◆ **Data for this task**
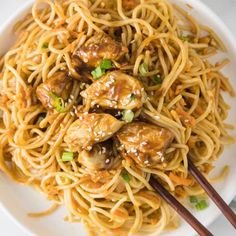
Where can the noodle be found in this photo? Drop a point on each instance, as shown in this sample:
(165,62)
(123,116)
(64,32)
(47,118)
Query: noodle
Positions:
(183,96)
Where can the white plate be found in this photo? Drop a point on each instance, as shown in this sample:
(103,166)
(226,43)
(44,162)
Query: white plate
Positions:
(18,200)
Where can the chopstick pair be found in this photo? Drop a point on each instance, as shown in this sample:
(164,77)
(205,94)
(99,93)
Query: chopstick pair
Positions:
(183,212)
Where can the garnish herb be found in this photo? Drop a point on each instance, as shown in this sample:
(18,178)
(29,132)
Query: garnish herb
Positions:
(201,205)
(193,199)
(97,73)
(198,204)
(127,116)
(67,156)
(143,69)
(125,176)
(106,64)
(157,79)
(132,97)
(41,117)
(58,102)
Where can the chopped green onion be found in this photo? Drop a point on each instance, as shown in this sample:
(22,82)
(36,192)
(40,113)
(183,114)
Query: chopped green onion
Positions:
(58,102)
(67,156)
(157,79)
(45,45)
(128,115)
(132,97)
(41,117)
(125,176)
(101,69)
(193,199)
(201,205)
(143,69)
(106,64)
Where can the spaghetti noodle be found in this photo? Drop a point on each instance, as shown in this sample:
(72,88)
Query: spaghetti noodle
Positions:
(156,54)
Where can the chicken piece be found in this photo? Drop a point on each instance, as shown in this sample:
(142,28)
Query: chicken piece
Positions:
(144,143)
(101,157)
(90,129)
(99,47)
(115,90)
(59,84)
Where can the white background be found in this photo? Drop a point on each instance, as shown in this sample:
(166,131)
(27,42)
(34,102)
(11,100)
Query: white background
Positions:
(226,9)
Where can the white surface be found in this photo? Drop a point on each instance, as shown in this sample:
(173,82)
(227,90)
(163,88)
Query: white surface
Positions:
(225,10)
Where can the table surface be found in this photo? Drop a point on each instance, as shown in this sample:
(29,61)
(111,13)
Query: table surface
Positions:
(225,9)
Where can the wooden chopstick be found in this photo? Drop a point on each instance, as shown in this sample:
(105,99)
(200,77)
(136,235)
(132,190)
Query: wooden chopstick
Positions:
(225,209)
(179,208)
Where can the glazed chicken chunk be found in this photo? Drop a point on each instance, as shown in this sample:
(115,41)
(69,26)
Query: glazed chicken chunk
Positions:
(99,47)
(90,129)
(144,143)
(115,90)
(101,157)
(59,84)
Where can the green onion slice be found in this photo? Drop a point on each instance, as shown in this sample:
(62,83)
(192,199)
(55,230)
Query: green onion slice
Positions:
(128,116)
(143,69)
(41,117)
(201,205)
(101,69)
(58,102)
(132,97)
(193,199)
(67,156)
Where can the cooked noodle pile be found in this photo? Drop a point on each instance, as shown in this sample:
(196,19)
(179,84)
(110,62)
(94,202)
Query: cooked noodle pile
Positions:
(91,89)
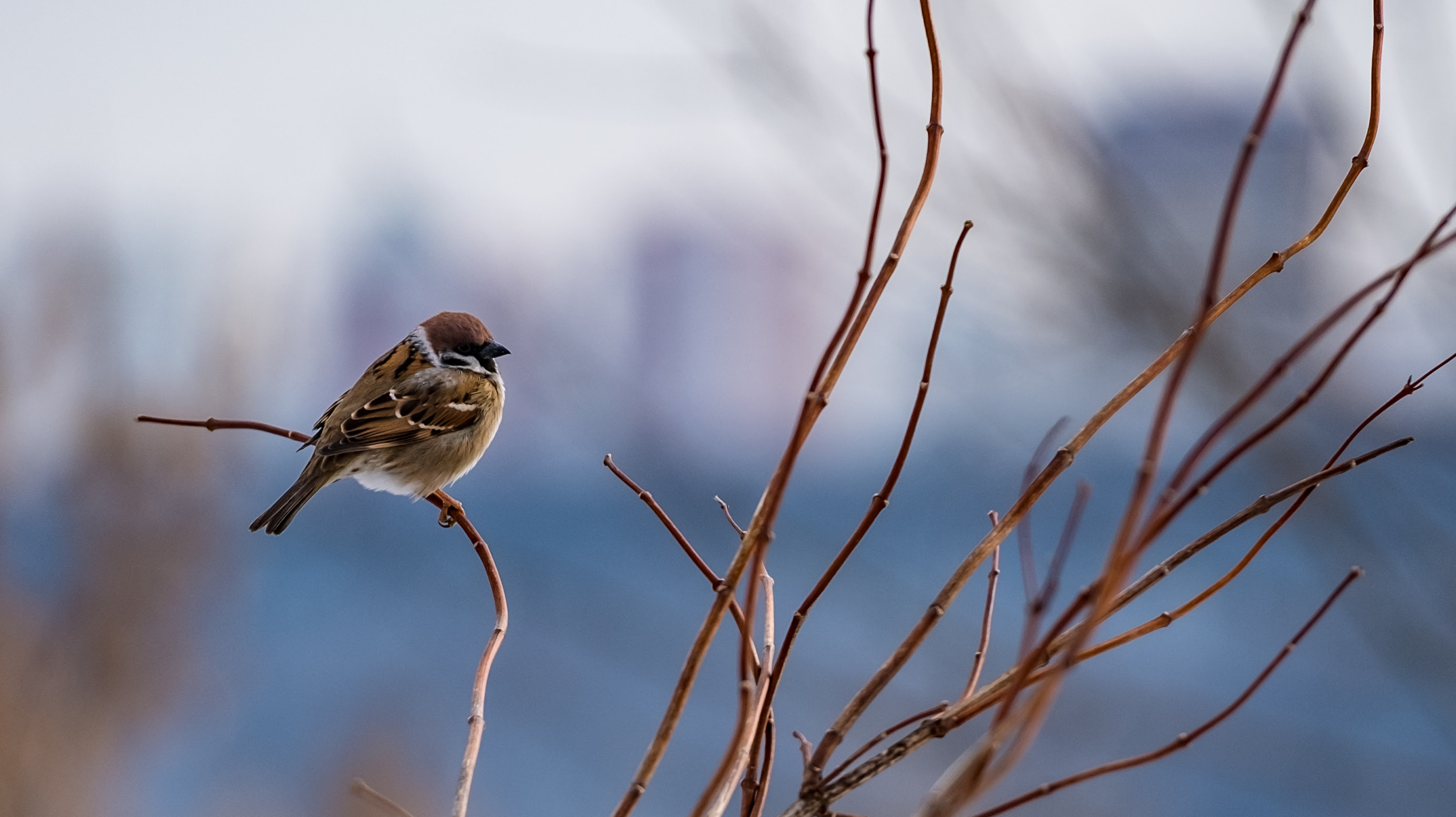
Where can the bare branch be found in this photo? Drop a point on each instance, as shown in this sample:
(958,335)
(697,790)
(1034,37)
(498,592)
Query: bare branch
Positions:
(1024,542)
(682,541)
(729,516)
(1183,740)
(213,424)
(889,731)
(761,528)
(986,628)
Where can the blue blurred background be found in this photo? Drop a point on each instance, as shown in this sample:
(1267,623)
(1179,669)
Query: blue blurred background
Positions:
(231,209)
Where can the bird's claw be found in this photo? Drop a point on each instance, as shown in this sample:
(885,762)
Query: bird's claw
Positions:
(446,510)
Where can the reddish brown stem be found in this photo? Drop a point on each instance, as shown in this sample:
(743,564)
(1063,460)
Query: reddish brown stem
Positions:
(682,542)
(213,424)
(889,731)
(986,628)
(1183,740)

...

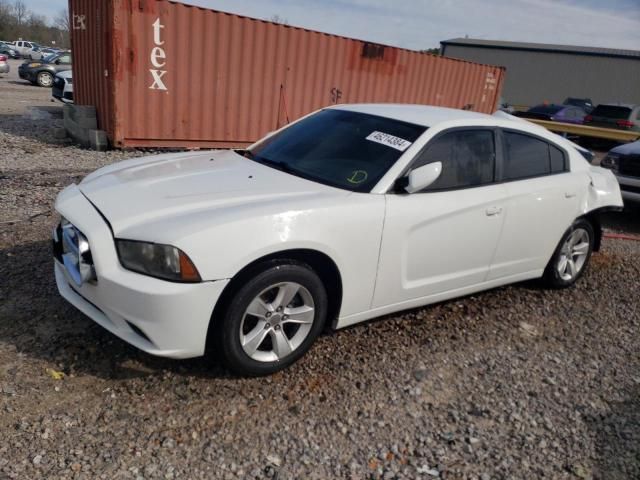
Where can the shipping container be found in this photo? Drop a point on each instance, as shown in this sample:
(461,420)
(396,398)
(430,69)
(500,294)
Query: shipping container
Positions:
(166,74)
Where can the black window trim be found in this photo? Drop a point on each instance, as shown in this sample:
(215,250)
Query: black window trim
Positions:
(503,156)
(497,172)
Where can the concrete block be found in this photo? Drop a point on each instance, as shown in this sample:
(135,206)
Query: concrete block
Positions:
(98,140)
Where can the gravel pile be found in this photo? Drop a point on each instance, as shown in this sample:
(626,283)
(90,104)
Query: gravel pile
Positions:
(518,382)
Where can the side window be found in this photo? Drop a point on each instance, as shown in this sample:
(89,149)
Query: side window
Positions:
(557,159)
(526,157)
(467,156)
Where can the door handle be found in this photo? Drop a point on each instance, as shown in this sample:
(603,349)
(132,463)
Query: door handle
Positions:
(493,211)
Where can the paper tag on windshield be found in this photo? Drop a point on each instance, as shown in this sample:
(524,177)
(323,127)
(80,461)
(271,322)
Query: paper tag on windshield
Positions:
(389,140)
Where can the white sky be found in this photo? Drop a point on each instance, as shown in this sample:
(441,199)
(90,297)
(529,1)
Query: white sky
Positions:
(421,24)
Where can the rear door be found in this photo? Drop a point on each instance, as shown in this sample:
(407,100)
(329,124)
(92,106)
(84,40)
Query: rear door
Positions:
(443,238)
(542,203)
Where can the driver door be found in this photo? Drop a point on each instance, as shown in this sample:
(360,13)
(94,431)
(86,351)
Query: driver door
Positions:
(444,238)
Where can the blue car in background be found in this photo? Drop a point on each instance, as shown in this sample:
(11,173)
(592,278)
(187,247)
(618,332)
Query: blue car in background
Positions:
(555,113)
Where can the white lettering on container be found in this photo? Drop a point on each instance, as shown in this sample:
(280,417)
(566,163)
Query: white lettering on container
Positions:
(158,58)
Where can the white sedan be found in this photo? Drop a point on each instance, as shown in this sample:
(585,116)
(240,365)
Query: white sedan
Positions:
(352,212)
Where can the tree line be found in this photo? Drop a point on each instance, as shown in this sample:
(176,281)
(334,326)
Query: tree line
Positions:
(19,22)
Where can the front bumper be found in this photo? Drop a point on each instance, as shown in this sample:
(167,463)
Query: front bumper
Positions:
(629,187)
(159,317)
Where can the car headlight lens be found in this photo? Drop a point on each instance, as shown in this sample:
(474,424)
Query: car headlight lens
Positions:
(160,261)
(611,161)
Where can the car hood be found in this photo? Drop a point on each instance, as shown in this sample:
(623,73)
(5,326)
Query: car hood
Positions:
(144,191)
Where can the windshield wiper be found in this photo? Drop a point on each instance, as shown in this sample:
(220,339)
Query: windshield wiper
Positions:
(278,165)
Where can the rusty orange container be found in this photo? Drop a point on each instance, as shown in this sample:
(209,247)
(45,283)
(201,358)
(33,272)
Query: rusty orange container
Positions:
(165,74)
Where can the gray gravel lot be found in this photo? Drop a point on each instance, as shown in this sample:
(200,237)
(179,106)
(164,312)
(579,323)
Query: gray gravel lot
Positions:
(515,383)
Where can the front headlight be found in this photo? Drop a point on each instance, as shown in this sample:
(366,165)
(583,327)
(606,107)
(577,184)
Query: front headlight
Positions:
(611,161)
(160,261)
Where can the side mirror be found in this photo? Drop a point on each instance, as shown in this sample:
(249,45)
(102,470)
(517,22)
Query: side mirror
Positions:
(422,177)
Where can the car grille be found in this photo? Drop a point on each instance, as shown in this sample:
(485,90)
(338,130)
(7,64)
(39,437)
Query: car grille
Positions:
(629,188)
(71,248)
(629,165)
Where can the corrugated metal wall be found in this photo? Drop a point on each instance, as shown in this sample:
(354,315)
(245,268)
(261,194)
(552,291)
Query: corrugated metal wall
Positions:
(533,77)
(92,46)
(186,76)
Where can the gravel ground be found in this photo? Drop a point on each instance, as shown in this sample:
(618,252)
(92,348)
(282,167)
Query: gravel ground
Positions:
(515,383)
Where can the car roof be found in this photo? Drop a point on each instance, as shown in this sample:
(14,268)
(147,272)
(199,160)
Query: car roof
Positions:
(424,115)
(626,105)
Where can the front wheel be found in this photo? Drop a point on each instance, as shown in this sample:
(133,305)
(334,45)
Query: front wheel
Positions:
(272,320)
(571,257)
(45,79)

◆ **Objective**
Display every line of the records above that contains the word "window", copying each line in full.

◆ **The reply**
Where can the black window trim be found in this photo? Drop a point on each instance, as shown in this sample:
Query: black window trim
Where can the side window be found in this photo? Drop a point on each instance, as shown in this sample:
Query: side window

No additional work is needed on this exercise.